GIVEN REQUEST:
Determine how many lines of the data below contain the string "damaged". Give only the number.

THE DATA:
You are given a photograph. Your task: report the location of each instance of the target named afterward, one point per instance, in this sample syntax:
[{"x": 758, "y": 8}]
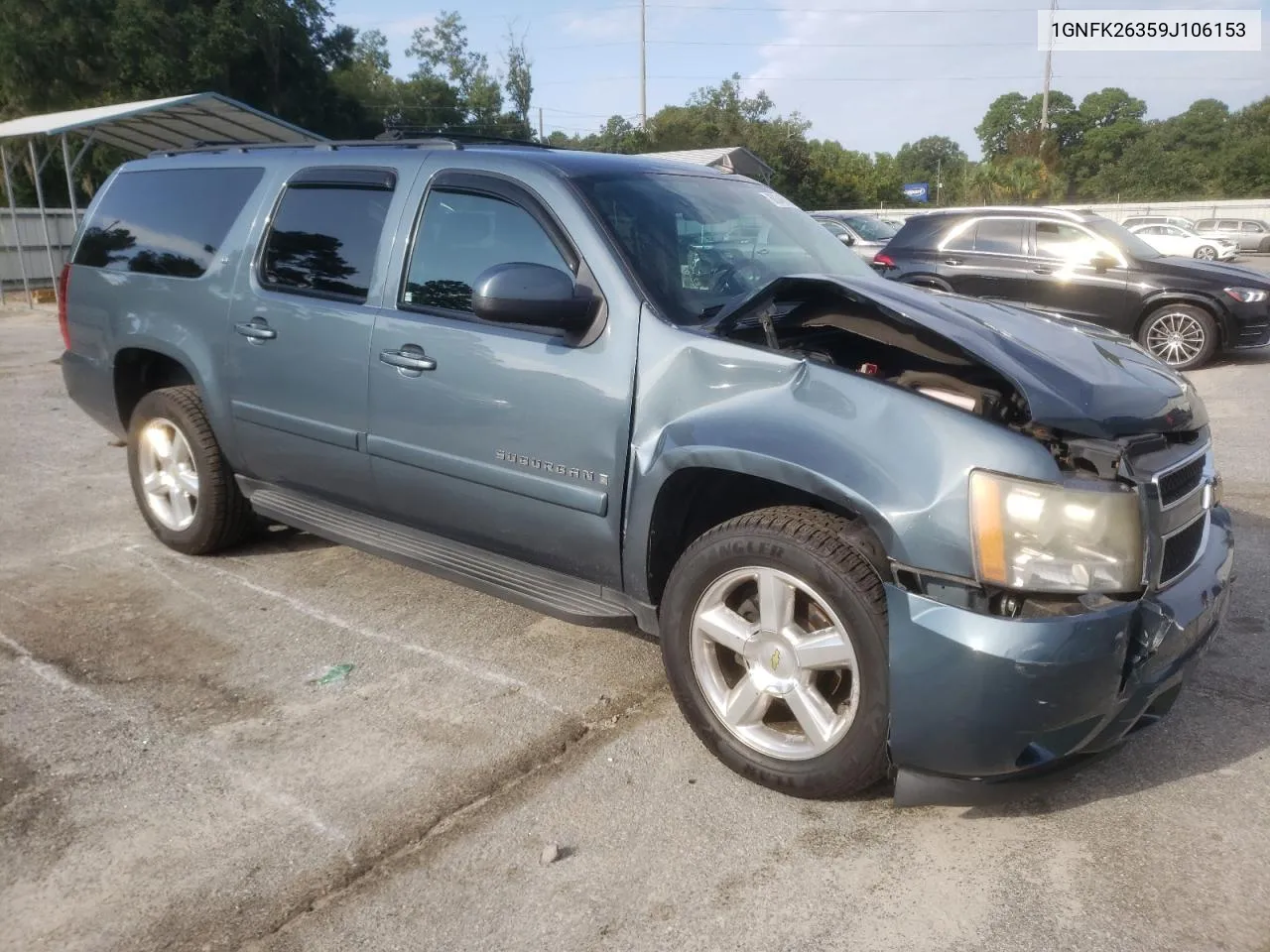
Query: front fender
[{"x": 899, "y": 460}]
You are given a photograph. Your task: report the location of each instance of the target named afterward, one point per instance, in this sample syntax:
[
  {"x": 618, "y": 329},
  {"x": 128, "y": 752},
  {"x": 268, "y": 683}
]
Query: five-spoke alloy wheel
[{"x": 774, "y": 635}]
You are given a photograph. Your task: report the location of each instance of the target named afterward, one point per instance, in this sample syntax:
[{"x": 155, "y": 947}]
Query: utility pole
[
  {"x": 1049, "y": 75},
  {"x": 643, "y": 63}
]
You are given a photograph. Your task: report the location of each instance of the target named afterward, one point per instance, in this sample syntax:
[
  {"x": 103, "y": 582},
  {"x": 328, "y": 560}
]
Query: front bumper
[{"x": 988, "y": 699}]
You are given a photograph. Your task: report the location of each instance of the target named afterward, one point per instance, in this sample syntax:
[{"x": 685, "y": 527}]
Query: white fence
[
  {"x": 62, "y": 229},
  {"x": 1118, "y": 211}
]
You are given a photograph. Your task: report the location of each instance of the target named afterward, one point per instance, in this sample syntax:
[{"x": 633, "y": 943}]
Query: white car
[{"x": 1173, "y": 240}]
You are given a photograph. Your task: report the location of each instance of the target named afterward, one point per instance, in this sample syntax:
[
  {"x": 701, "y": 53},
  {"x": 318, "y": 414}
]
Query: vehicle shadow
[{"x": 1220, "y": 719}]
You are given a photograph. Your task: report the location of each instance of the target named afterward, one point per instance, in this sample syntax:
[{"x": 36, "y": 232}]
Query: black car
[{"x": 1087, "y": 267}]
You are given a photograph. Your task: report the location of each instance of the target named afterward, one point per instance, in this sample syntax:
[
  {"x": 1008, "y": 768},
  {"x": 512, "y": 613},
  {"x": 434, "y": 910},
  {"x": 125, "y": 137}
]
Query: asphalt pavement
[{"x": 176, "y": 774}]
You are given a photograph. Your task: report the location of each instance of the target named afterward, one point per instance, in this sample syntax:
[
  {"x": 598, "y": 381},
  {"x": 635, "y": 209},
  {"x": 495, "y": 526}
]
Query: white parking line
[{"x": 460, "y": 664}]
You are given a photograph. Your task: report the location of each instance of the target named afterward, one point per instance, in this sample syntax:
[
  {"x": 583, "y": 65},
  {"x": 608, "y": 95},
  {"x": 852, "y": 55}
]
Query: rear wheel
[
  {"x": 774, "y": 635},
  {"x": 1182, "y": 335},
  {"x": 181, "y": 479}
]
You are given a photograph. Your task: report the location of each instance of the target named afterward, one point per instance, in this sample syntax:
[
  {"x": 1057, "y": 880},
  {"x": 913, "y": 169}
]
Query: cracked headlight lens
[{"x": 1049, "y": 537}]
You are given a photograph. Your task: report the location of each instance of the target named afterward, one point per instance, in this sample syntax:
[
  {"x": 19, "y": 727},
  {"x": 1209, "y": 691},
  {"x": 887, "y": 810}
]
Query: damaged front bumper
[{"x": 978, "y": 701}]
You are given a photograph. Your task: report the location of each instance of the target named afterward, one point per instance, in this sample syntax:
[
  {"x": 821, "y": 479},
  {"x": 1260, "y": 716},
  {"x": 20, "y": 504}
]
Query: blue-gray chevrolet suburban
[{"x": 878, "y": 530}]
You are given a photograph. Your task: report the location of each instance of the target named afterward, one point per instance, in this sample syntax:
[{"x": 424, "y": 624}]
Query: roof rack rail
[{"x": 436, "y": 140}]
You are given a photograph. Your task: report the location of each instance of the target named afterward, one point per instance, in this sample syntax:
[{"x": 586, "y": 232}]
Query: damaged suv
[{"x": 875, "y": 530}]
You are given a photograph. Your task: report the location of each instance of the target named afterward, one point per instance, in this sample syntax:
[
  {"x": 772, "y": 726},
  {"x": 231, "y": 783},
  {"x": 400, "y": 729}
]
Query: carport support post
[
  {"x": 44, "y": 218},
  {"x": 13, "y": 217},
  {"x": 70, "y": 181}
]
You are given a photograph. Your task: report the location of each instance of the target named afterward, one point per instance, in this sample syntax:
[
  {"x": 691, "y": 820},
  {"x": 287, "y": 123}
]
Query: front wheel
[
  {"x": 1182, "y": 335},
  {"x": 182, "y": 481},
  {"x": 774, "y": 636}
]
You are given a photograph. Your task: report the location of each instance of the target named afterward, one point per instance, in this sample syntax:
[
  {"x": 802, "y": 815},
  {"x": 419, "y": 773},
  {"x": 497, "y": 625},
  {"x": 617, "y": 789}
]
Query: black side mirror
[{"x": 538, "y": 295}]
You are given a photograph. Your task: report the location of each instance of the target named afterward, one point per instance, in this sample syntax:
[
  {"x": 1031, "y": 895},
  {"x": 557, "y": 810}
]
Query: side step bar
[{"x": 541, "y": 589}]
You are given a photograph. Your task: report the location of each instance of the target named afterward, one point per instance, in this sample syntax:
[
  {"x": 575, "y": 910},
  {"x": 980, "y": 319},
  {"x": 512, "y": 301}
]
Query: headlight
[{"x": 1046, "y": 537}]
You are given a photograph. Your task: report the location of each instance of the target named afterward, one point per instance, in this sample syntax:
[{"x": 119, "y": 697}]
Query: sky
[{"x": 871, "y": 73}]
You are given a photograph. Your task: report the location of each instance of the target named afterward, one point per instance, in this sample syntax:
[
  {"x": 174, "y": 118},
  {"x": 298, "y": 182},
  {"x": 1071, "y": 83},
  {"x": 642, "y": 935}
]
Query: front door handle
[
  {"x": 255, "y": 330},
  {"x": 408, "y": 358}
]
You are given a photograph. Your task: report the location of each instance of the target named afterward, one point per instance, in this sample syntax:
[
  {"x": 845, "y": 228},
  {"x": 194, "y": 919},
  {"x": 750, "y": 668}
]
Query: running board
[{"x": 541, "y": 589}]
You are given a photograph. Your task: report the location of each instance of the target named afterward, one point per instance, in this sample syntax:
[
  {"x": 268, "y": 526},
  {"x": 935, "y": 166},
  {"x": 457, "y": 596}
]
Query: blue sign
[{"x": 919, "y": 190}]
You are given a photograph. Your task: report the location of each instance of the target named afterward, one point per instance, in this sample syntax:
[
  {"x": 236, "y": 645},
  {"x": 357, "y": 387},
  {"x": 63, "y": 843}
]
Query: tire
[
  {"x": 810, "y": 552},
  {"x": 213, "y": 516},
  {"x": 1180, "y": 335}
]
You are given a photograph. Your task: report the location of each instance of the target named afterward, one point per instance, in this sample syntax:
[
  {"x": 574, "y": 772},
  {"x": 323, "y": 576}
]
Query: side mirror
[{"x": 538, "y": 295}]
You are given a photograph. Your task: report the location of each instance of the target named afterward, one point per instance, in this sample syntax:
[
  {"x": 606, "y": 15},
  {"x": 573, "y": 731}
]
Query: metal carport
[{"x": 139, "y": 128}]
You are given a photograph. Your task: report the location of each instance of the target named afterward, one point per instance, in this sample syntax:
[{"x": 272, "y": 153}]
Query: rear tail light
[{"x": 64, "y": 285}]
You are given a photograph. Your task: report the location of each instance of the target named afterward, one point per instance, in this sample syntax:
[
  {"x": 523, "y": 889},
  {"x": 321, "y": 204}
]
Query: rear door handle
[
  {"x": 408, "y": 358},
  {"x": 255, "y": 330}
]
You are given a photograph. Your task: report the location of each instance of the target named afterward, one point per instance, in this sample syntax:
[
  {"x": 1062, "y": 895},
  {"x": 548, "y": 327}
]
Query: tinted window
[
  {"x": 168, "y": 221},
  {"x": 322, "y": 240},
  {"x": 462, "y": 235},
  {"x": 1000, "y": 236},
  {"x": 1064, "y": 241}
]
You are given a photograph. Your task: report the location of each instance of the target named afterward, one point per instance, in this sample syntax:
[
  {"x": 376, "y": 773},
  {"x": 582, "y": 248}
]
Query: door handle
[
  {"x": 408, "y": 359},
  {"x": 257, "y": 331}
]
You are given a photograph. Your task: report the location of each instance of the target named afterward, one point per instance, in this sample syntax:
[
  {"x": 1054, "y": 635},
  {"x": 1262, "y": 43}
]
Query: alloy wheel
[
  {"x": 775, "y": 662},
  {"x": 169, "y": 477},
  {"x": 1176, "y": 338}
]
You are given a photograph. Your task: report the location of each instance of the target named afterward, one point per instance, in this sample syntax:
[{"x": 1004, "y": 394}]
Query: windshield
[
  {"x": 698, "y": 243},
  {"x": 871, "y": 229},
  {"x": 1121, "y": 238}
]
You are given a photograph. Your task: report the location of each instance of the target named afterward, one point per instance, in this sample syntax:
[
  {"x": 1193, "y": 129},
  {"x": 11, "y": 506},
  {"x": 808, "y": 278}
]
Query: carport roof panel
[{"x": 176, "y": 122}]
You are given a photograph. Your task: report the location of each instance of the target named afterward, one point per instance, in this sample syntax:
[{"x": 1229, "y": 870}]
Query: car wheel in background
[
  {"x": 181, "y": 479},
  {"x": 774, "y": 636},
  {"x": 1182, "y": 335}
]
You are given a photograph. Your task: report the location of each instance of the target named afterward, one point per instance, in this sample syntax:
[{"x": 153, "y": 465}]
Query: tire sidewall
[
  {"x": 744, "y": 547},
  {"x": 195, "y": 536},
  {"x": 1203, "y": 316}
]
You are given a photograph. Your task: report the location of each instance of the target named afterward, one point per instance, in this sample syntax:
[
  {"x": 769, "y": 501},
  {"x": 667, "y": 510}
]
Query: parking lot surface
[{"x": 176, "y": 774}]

ANSWER TO THIS EXERCISE:
2